Directions: Update the material below by changing every occurrence of "integer pixel coordinates" to "whole-number pixel coordinates", keeping everything else unchanged. Leave the pictures out of your answer.

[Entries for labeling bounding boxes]
* * *

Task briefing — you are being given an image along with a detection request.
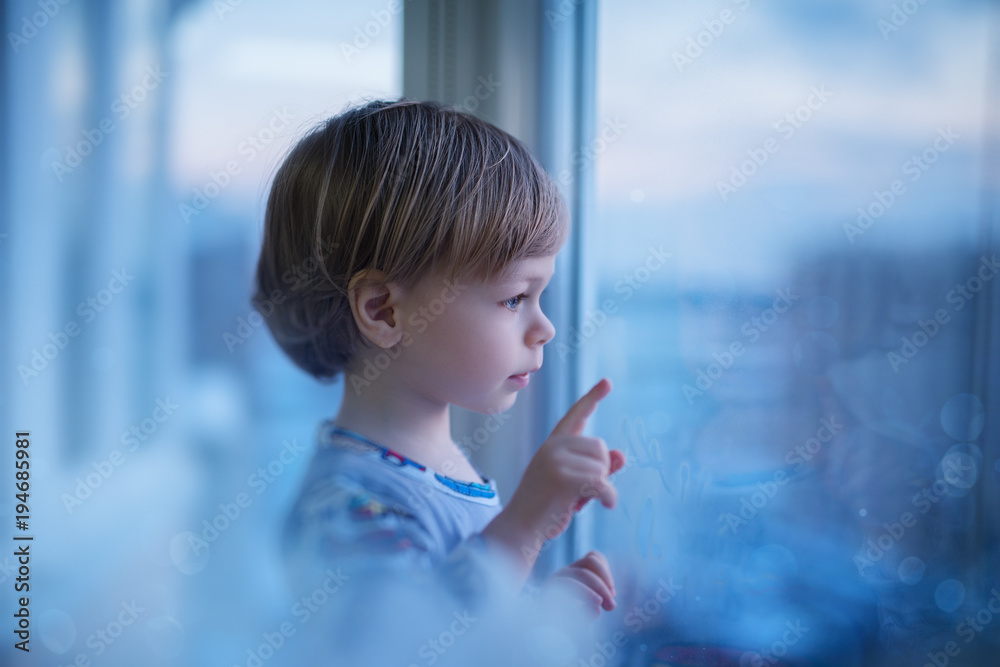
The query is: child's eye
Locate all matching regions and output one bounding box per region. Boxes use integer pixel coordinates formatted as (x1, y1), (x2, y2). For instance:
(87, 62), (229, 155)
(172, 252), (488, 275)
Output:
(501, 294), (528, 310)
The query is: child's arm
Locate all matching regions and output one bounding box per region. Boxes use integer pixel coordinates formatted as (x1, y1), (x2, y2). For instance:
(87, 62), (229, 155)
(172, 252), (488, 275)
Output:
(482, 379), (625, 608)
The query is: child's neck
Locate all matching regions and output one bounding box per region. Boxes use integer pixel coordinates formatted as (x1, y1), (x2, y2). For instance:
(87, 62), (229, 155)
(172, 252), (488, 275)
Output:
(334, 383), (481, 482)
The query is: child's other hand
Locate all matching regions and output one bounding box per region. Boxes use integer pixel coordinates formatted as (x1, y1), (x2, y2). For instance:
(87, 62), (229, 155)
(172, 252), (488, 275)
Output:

* * *

Exercise result:
Task briefing — you are being given an image along with a detection request.
The query is: child's eye
Locate all matching regions and output one bounding box per region. Boxes use whole-number pixel coordinates formatted as (x1, y1), (x2, y2). For instance:
(87, 62), (229, 155)
(172, 252), (488, 275)
Output:
(501, 294), (528, 310)
The query is: child's arm
Locate all matching regions and output one bounding box per region. Boxes use whole-number pixel coordinates formatted as (x1, y1), (x2, y2). For instance:
(87, 62), (229, 155)
(172, 252), (488, 275)
Output:
(482, 379), (625, 608)
The query is: child's neck
Locate all matching regions and output one bounding box per region. Boxes use whole-number pixel coordinates formatted as (x1, y1), (x2, y2). For instance:
(87, 62), (229, 155)
(172, 252), (488, 275)
Output:
(334, 383), (481, 482)
The query is: child's other hand
Locate all matching regions and output one bounding box per region. Boxes use whole-number pixel coordinates formatted as (x1, y1), (x2, y2). For instance:
(87, 62), (229, 155)
(172, 252), (488, 275)
Output:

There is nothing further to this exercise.